▶ [ASSIGNED TASK]: Up through the line that contains "negative clicks: (96, 213)", retype the entries exactly, beginning at the very first line.

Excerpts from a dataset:
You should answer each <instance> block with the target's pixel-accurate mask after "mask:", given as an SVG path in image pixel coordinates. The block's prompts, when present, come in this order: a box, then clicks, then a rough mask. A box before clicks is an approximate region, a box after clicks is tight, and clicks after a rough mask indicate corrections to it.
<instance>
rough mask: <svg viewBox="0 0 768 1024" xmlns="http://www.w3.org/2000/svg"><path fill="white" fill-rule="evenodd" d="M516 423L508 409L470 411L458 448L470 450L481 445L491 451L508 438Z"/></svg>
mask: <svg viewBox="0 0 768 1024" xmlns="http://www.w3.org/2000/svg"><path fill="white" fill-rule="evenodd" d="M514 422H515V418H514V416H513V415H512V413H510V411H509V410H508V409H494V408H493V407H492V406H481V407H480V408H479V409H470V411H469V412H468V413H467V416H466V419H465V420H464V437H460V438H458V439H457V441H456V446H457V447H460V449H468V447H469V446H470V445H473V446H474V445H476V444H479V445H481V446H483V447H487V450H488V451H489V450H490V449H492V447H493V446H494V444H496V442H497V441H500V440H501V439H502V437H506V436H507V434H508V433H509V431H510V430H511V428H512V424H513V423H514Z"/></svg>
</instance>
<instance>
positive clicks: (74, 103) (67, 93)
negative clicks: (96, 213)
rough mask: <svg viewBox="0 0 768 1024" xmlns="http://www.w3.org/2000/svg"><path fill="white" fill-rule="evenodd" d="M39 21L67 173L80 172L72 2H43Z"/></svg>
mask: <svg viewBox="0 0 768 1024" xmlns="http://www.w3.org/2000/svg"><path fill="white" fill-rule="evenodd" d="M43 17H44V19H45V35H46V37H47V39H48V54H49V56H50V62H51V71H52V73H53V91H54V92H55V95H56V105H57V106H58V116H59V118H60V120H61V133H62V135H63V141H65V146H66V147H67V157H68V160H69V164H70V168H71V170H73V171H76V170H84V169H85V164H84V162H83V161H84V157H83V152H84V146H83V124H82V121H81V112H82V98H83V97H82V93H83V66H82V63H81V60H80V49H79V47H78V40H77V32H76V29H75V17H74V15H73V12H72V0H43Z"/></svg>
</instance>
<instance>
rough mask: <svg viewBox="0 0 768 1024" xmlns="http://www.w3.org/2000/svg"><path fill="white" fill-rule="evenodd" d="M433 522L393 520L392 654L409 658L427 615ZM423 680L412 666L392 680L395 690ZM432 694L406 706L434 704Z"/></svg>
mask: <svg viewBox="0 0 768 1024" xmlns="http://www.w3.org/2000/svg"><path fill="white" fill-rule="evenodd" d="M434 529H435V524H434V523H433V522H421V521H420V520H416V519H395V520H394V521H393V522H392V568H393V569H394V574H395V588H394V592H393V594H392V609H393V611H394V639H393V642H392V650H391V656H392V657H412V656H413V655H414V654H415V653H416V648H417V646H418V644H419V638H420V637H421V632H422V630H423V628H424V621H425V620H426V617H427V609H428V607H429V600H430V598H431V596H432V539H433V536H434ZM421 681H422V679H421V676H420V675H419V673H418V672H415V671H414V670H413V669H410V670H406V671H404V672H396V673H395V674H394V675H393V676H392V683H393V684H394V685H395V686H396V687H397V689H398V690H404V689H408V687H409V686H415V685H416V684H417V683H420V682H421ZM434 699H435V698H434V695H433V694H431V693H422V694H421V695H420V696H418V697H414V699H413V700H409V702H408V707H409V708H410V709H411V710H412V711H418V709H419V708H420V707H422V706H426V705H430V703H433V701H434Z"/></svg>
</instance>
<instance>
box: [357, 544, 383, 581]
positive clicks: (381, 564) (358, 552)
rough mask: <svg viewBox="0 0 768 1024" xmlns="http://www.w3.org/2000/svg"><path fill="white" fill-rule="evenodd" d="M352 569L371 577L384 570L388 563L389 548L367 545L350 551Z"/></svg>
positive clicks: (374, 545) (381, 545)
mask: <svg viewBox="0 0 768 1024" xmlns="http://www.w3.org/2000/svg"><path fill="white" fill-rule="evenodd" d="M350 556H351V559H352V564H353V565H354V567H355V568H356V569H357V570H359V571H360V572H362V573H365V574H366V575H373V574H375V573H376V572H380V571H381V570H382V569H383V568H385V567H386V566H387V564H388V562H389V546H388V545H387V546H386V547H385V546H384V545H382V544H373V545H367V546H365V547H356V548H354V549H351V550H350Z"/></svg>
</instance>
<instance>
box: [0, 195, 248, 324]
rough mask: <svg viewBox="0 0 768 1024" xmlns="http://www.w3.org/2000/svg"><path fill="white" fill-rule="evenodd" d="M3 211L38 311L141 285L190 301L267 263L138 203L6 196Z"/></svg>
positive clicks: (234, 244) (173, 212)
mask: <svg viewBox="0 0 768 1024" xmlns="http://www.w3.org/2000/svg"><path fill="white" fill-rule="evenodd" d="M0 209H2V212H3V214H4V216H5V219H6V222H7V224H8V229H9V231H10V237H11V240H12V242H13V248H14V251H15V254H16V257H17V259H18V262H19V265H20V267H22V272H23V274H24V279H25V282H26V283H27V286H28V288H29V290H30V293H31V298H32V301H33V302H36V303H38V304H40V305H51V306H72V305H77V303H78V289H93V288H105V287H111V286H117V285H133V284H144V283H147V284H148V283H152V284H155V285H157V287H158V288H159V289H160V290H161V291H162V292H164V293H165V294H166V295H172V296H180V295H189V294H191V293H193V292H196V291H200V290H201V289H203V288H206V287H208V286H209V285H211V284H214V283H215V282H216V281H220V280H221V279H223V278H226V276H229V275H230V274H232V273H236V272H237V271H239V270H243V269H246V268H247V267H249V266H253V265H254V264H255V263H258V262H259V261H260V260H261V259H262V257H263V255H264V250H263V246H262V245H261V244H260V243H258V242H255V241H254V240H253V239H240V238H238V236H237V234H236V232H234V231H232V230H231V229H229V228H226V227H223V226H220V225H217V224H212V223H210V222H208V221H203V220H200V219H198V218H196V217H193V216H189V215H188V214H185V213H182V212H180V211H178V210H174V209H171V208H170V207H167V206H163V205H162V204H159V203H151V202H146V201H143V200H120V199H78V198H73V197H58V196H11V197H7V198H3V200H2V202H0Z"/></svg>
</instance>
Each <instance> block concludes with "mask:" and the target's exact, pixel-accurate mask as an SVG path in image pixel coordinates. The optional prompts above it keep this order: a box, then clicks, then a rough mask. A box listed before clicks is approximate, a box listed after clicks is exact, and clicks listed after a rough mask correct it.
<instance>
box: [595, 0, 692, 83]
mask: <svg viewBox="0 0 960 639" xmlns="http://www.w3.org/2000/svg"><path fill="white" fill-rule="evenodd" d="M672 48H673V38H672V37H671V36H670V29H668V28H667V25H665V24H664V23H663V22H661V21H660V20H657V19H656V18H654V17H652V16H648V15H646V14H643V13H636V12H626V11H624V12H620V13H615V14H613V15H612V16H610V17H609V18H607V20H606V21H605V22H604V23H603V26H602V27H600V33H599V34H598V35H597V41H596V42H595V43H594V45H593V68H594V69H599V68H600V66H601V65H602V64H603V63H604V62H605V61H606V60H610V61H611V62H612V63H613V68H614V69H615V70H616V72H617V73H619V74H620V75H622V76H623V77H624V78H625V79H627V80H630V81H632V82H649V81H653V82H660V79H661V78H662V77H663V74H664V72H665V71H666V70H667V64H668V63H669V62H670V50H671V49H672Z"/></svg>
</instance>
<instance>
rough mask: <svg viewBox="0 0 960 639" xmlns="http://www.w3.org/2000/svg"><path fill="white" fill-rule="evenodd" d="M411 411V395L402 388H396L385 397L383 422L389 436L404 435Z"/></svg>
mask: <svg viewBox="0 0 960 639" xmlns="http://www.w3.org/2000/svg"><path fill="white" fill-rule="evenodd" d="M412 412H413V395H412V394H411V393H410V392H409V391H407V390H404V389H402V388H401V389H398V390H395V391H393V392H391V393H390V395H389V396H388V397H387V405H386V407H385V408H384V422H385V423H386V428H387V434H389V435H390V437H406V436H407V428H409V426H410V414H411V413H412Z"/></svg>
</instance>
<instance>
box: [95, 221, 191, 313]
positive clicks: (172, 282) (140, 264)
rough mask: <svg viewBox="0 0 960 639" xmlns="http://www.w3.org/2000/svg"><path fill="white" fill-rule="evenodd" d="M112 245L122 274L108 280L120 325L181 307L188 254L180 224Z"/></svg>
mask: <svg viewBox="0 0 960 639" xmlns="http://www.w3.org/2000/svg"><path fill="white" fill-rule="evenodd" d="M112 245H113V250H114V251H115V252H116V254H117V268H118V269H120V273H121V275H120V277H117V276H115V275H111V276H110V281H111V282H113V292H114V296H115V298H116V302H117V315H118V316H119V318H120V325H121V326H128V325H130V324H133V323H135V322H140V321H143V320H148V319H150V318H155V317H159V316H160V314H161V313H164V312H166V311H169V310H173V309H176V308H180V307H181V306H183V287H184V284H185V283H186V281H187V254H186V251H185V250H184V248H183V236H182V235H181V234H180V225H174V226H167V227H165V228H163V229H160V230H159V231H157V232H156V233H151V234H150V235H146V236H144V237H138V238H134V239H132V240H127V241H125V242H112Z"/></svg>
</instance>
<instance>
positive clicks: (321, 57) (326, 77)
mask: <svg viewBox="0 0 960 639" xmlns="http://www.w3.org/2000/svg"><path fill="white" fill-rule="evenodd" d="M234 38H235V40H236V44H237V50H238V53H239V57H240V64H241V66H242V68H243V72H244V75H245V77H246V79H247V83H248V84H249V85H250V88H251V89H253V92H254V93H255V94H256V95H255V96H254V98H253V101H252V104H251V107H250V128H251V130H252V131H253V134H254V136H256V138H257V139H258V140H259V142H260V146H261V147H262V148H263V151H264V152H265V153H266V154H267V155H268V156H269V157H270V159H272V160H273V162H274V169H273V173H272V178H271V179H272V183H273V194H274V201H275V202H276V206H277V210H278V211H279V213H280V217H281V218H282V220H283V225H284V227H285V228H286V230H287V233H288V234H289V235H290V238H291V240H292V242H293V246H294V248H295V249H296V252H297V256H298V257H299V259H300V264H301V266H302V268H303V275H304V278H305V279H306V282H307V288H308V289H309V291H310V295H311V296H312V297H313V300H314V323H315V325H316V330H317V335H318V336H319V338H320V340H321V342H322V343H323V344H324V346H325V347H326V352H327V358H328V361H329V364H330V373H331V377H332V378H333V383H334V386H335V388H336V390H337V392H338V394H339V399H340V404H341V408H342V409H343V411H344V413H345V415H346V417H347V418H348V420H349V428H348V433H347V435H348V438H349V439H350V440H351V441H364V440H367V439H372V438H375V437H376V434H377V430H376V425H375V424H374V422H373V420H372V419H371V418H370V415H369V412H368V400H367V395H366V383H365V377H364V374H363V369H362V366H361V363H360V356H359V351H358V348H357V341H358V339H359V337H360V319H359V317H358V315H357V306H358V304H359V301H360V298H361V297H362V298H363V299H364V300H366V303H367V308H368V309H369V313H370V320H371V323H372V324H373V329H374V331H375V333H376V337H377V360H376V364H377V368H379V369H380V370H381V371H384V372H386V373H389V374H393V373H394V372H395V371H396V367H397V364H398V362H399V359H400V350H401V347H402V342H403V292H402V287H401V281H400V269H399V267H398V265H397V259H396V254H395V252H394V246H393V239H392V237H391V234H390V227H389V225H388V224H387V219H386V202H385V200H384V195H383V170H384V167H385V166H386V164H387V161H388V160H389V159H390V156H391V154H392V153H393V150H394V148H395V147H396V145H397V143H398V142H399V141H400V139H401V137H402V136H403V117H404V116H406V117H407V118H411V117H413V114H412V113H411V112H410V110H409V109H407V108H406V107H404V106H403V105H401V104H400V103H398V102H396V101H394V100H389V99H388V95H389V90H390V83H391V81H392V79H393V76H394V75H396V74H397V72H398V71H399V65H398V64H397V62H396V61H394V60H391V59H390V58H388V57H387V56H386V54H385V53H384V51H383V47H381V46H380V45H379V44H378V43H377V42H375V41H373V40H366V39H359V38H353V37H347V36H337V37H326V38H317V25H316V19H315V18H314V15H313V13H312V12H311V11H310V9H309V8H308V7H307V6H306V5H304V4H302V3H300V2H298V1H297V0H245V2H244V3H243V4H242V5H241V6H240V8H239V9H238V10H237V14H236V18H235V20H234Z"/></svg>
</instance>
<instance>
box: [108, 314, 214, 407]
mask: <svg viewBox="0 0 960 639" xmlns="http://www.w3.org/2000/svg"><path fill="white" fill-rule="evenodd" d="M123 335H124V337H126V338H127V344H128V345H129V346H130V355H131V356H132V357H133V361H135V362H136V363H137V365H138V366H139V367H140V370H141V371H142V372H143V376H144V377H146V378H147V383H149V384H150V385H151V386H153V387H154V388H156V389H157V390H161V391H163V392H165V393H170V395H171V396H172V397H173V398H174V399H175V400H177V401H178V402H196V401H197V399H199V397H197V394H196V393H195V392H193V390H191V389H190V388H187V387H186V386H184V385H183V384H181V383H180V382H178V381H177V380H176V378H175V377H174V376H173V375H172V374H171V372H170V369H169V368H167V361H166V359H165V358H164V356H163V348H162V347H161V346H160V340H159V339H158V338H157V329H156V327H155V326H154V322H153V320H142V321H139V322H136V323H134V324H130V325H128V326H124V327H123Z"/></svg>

▶ [YOUR SOLUTION]:
You should answer each <instance> block with the target's pixel-accurate mask after "mask:", given as an SVG path in image pixel coordinates. The block's prompts, when present, come in this order: a box, then clicks, then a rough mask. A box before clicks is an approximate region, a box after clicks is tight, and clicks after a rough mask indicate corrections to it.
<instance>
rough mask: <svg viewBox="0 0 768 1024" xmlns="http://www.w3.org/2000/svg"><path fill="white" fill-rule="evenodd" d="M516 423L508 409L470 411L458 448L470 450L481 445L491 451L508 438Z"/></svg>
mask: <svg viewBox="0 0 768 1024" xmlns="http://www.w3.org/2000/svg"><path fill="white" fill-rule="evenodd" d="M514 422H515V418H514V416H513V415H512V413H510V411H509V410H508V409H494V408H493V407H492V406H481V407H480V408H479V409H470V411H469V412H468V413H467V416H466V419H465V420H464V437H460V438H458V439H457V441H456V446H457V447H460V449H468V447H469V446H470V445H473V446H474V445H476V444H479V445H481V446H483V447H487V450H488V451H489V450H490V449H492V447H493V446H494V444H496V442H497V441H500V440H501V439H502V437H506V436H507V434H508V433H509V431H510V430H511V428H512V424H513V423H514Z"/></svg>
</instance>
<instance>
positive clicks: (74, 103) (67, 93)
negative clicks: (96, 213)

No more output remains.